### Listed records
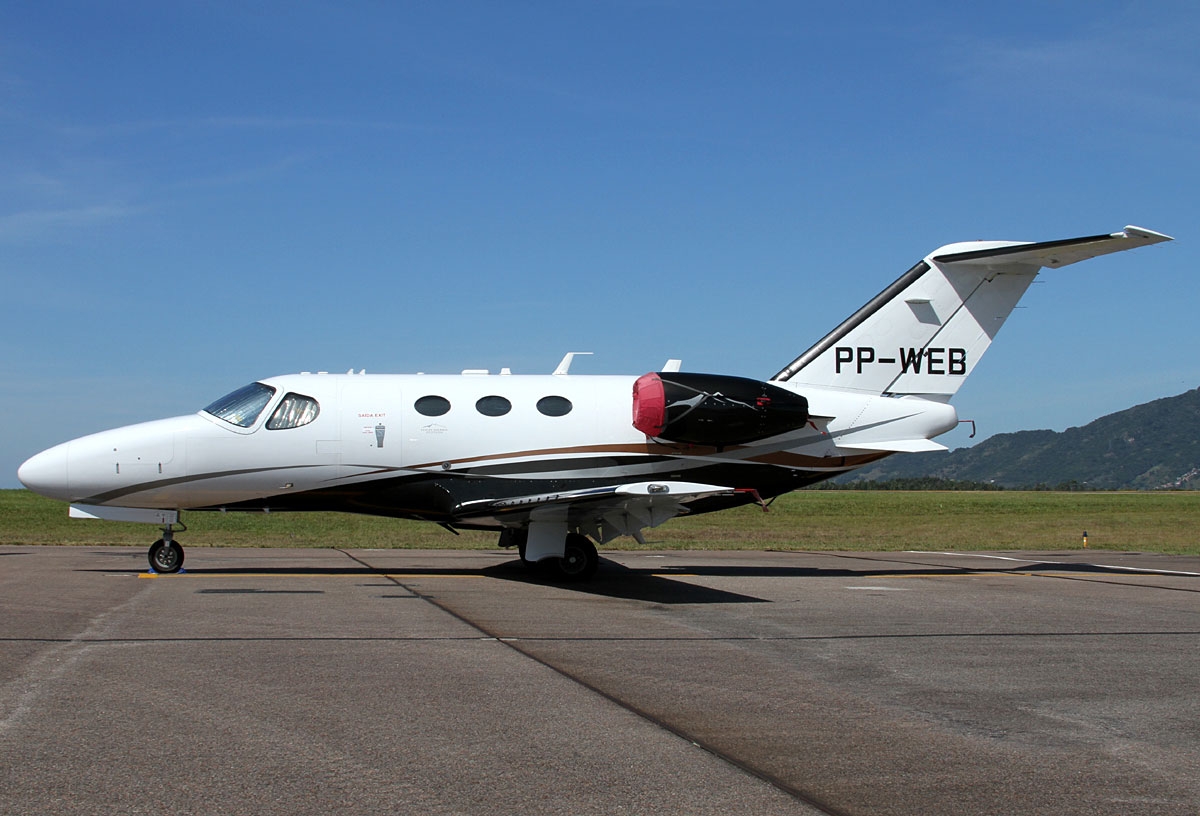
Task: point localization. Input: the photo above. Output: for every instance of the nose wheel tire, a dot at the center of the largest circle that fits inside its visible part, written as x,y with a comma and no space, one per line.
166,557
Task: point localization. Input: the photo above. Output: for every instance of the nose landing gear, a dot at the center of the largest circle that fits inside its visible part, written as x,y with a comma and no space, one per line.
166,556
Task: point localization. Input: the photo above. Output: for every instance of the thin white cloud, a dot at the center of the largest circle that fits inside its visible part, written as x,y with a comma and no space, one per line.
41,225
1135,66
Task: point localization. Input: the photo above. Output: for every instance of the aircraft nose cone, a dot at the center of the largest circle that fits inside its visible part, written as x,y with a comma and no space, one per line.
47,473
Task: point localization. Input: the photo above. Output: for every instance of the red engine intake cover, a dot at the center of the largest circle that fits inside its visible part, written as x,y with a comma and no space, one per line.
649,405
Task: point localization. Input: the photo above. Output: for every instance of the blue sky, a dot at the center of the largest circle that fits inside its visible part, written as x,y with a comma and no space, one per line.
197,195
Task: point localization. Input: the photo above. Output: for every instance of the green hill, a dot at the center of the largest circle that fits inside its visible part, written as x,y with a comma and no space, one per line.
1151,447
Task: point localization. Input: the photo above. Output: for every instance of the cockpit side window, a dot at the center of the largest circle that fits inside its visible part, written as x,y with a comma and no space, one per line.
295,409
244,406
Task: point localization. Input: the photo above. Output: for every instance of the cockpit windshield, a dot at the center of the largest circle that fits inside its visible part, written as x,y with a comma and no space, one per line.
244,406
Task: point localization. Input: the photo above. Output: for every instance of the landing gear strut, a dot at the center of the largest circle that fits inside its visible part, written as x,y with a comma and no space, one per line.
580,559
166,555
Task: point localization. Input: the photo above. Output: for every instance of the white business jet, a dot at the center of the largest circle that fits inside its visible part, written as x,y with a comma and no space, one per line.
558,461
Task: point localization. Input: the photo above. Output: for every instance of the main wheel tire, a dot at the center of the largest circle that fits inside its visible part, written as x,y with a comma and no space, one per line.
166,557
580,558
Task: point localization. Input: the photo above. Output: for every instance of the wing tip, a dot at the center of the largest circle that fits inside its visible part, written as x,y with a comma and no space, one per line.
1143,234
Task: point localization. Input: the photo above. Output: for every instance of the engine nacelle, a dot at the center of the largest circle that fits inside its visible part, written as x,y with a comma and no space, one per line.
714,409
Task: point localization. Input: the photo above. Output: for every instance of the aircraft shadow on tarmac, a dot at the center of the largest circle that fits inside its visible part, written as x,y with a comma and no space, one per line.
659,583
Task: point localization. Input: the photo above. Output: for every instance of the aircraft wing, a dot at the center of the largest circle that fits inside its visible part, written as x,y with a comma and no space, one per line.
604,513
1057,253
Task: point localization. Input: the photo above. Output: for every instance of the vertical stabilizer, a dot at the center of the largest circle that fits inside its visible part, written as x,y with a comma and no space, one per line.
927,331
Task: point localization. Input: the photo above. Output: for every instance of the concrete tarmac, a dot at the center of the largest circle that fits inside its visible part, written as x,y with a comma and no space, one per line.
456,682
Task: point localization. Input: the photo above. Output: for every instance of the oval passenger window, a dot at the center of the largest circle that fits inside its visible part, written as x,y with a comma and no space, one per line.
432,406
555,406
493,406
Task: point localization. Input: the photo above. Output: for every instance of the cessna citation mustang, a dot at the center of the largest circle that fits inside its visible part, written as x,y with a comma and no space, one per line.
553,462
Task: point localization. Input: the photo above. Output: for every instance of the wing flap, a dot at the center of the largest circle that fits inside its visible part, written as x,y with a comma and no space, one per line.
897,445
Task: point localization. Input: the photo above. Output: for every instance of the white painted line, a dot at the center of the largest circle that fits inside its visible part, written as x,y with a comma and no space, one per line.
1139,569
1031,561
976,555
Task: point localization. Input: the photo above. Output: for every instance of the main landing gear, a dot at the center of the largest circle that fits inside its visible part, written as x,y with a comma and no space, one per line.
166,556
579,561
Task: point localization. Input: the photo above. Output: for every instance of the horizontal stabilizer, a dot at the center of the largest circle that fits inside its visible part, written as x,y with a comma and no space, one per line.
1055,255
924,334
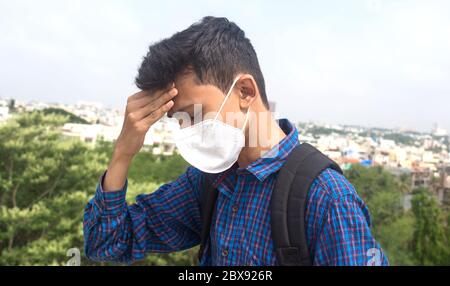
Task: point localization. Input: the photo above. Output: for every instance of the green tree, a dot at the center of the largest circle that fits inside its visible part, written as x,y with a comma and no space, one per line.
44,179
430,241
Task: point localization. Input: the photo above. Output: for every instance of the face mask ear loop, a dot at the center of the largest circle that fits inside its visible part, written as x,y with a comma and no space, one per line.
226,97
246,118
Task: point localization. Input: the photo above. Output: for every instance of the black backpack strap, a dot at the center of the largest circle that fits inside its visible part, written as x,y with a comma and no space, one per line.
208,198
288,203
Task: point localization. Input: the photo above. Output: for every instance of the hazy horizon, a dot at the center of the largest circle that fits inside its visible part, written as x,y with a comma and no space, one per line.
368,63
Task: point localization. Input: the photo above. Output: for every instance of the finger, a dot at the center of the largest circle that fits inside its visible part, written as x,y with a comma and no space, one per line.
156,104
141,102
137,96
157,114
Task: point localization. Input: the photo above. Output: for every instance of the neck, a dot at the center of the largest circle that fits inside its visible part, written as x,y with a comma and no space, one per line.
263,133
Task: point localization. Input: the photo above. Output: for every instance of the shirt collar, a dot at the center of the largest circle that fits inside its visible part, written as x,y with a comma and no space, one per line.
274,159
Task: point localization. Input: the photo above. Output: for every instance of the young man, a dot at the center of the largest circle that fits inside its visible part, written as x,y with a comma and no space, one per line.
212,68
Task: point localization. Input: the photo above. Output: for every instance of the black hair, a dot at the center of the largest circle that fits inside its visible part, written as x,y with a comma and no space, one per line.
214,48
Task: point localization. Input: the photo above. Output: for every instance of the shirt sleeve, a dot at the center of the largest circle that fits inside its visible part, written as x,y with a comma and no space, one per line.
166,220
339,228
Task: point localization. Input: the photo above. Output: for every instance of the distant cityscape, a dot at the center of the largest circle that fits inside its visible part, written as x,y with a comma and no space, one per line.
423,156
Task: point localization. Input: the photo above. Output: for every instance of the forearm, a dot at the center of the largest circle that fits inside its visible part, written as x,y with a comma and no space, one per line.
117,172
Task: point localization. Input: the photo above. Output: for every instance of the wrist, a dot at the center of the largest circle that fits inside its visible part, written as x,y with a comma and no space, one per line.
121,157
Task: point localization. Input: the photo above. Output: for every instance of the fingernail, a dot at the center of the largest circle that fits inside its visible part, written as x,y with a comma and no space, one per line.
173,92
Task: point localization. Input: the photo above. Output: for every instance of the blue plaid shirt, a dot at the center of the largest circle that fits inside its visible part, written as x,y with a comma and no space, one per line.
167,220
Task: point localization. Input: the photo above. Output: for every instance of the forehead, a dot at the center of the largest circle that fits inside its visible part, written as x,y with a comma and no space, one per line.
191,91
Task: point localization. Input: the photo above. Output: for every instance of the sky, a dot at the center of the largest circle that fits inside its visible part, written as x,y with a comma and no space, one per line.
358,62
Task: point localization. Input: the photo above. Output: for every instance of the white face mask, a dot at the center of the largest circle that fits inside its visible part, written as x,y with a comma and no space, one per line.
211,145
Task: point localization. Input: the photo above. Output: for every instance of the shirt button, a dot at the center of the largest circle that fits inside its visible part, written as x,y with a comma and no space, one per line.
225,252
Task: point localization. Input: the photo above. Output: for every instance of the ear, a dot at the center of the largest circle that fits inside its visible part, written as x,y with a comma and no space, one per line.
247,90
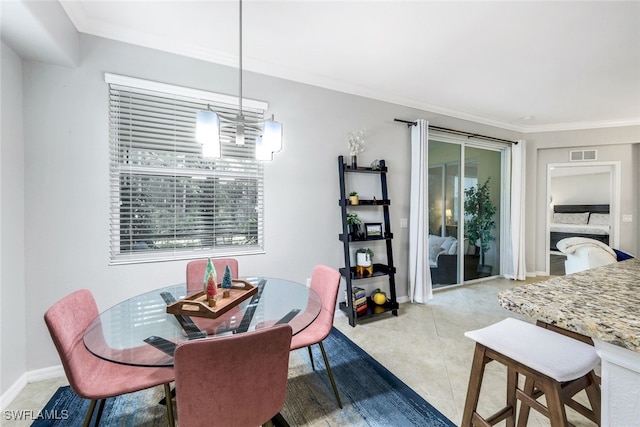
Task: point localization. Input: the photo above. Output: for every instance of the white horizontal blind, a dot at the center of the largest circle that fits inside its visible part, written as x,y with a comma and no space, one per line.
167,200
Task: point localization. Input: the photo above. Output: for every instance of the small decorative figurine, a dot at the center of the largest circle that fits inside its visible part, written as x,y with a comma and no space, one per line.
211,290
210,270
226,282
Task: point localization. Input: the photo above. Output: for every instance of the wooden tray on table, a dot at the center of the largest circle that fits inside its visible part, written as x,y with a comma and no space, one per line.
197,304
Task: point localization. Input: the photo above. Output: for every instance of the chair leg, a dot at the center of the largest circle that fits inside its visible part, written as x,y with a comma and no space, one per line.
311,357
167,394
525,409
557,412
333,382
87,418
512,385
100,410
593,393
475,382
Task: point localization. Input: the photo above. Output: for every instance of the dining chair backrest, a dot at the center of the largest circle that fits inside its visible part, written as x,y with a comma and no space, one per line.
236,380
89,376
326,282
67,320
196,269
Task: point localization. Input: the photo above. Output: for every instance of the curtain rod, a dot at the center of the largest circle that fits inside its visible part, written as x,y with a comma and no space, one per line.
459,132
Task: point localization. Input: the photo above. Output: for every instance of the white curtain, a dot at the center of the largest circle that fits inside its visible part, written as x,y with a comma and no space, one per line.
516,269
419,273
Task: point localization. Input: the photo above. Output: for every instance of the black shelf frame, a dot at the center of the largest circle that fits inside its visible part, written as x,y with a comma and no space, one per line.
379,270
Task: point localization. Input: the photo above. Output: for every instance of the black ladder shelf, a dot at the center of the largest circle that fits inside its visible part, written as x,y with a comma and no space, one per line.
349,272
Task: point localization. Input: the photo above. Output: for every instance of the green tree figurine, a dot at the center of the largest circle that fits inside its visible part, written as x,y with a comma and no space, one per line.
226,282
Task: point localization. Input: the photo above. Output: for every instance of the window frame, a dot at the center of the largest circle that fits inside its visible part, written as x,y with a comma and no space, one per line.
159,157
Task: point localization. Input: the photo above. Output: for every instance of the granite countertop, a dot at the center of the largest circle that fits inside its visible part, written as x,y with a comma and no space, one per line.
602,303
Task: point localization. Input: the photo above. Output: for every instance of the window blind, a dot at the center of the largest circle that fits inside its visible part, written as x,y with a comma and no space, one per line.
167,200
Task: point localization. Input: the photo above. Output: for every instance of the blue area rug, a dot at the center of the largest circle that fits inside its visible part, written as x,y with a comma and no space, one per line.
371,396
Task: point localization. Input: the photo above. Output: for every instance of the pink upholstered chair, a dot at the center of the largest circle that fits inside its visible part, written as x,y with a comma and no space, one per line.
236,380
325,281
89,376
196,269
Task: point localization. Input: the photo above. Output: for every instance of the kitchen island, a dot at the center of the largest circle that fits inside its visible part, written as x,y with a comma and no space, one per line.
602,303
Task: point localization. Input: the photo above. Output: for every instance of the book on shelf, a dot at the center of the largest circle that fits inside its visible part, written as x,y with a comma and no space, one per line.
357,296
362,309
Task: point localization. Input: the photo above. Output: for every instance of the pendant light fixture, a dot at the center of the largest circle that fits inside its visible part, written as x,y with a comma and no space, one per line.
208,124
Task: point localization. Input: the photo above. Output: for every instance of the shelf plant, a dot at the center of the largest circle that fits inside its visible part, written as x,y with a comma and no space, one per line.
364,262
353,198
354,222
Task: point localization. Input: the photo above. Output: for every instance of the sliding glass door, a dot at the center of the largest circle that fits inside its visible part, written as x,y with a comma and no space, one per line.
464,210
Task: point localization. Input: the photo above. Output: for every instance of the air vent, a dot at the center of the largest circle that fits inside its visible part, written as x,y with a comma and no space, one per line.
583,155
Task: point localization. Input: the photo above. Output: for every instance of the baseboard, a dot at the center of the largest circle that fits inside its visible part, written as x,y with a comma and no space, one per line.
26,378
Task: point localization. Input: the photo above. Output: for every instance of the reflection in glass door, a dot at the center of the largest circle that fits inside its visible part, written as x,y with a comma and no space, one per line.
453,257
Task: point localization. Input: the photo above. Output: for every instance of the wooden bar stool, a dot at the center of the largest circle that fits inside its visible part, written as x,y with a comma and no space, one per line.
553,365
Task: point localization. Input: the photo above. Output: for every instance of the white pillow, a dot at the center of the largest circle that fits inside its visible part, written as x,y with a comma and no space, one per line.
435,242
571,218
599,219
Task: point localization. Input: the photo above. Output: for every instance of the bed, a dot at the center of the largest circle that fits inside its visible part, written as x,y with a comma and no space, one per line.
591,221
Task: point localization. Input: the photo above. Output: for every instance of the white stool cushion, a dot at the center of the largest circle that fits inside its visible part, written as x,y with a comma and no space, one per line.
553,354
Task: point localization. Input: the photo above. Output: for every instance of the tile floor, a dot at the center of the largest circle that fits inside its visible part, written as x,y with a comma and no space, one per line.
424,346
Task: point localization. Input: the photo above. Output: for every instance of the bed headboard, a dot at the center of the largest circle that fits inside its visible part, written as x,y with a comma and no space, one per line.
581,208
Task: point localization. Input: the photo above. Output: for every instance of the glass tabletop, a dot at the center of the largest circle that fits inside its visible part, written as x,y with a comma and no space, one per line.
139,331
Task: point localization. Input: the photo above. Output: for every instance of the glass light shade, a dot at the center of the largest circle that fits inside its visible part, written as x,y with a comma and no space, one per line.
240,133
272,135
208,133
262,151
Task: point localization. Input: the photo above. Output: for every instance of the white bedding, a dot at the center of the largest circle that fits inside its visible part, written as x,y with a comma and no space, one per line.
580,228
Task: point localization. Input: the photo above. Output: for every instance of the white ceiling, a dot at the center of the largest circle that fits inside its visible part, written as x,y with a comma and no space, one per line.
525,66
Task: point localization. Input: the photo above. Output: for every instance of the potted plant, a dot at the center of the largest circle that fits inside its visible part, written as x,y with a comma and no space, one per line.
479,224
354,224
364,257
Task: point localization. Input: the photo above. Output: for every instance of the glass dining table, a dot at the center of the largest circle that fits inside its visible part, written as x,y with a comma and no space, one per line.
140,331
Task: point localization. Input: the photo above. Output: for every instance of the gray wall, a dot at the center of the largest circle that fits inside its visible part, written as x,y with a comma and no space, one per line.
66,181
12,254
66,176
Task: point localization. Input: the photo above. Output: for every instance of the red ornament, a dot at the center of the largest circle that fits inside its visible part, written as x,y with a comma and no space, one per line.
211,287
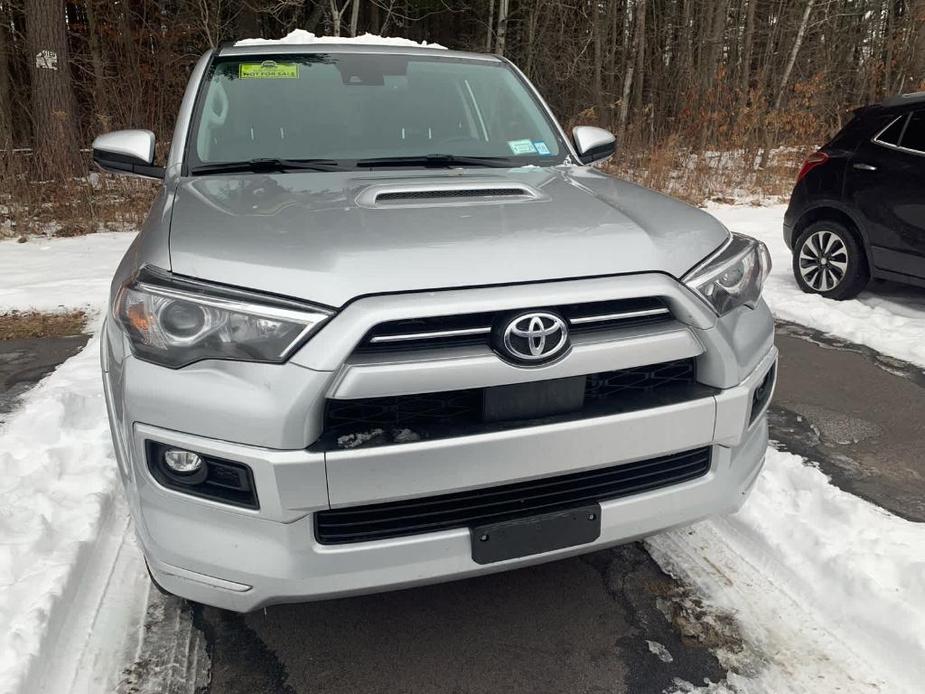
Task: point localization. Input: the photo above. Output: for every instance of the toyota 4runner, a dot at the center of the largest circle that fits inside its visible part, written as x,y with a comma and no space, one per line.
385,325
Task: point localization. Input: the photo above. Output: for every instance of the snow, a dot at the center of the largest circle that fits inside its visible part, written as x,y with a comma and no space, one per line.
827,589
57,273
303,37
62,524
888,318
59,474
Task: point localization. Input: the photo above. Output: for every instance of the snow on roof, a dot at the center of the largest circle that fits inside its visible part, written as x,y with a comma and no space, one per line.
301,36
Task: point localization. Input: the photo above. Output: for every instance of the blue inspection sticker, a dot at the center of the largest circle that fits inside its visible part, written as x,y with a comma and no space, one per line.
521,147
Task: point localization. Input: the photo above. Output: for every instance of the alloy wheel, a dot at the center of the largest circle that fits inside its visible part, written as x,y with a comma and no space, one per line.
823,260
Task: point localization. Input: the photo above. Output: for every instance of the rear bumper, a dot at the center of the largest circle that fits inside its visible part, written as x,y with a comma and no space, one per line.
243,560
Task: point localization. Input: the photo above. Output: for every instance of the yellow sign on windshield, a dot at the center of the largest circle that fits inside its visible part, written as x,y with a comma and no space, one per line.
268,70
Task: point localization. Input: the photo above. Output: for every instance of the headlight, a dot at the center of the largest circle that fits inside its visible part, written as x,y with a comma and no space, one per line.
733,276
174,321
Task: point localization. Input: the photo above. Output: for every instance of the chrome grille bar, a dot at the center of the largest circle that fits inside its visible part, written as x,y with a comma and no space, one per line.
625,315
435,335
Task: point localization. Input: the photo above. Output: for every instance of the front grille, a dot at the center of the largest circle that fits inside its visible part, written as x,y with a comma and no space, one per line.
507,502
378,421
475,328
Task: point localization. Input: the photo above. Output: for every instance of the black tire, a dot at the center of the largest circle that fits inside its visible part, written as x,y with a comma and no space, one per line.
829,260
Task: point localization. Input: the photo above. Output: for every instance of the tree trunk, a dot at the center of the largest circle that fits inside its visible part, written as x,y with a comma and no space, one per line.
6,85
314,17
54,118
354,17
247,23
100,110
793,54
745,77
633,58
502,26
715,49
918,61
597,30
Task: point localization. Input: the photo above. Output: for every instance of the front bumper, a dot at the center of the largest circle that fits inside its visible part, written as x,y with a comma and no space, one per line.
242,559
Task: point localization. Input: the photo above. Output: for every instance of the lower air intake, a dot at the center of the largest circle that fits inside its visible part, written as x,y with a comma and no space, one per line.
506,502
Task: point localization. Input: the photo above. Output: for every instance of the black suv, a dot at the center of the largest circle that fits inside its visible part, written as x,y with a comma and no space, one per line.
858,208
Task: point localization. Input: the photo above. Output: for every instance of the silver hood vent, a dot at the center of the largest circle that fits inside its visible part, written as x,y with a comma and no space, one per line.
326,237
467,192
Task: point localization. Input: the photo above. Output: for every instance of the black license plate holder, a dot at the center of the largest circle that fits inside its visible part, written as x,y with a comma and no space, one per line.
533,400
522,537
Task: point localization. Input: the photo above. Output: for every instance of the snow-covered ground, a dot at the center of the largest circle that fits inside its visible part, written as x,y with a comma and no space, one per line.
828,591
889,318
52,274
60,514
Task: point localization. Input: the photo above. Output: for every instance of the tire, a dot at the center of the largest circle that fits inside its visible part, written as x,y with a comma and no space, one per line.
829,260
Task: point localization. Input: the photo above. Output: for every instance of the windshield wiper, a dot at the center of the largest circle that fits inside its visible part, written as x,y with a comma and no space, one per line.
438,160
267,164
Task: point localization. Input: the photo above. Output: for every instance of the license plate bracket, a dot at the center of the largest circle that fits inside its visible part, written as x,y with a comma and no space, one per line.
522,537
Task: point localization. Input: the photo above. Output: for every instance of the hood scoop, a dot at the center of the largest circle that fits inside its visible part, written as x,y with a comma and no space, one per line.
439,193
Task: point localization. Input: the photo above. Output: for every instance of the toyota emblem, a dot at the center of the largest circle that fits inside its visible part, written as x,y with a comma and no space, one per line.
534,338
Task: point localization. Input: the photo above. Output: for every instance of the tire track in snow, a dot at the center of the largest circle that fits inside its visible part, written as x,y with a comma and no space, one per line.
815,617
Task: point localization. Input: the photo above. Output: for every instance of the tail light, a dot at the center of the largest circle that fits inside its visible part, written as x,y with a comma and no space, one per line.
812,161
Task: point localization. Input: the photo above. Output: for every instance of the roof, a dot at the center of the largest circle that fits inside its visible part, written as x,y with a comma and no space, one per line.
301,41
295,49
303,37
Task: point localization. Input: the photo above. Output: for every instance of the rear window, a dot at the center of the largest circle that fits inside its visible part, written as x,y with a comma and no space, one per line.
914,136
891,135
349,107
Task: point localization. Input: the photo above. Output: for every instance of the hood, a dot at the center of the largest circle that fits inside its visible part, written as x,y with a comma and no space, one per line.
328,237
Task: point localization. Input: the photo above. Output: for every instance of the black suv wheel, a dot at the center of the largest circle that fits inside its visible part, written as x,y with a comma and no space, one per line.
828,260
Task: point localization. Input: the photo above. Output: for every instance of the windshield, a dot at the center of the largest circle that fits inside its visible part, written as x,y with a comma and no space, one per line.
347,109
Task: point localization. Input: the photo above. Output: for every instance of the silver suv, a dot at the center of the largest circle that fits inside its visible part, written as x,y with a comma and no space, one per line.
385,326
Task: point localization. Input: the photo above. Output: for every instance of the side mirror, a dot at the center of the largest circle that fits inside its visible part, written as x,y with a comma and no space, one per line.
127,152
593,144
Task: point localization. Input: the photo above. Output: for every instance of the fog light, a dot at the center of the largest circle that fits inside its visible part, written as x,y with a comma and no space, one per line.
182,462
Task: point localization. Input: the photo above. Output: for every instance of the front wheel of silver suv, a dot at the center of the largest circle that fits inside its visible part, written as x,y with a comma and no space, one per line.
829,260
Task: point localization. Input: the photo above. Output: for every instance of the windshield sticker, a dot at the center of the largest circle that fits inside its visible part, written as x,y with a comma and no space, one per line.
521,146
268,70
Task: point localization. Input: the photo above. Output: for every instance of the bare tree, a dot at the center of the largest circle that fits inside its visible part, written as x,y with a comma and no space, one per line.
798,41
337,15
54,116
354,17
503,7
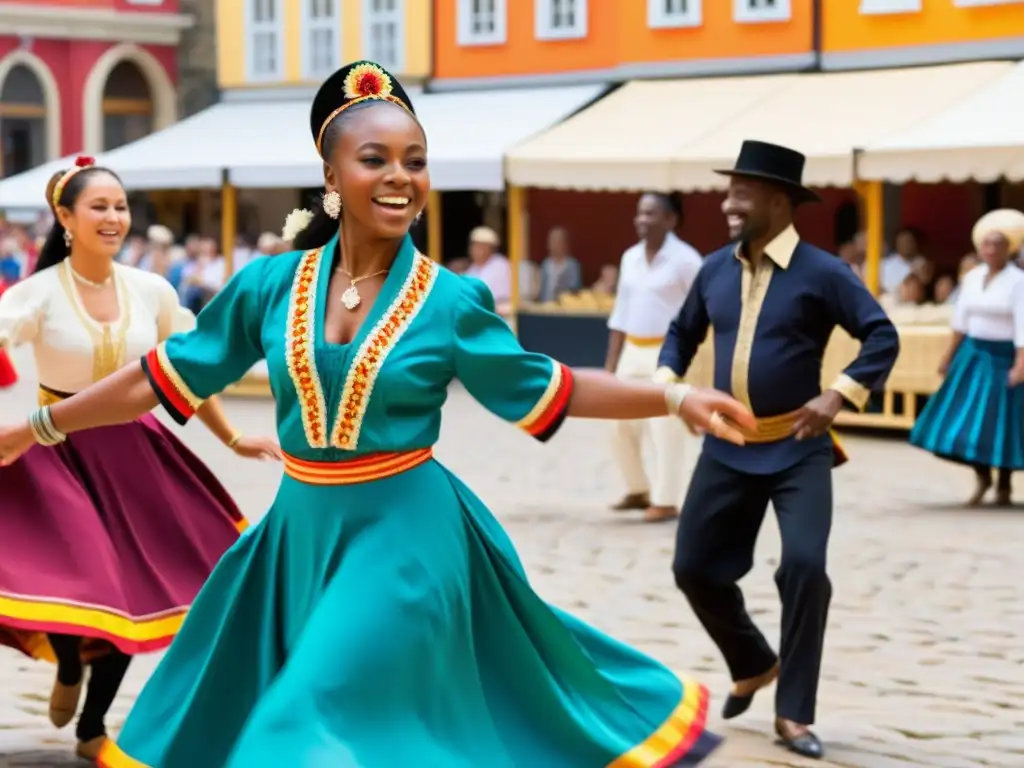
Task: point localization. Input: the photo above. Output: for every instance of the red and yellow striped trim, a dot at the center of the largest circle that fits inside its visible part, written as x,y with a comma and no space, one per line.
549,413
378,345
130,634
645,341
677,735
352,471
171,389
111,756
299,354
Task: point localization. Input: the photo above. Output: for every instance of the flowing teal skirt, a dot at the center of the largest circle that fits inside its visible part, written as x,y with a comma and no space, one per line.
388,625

### Prompt
Skip the pictures and copy exactly the lines from the one containing "windshield sticker, a" through the end of the material, both ends included.

### Reply to the exercise
Task: point localization. Input: the photo above. Output: for every instance of the windshield sticker, a dot at the center of the largest circle that fits inside its visible part, written as x,y with a comma and no space, one per line.
521,146
268,70
Task: point localization. Input: the photo above. Output: for every instance of the bare tree, a dot at the center of the largest circle that fits inside its visible part, written as x,y with a comma and no space, one per line.
798,41
337,15
54,116
354,17
503,7
Task: point localization. Input: the photo above. Output: for every instance of the red and yellow striped trim, a dot at the center of the largest circle that fits inside its visible part, written as x,y with a comma and no space, one per line.
549,413
378,345
130,634
645,341
677,735
352,471
171,389
111,756
299,354
Task: point localization. Input: the photo above. Output: for every instance of the flowing teal skirt, a dot at the center of the largest circle that fits inside its visible part, written as x,y with a comma and no space, one per line.
388,625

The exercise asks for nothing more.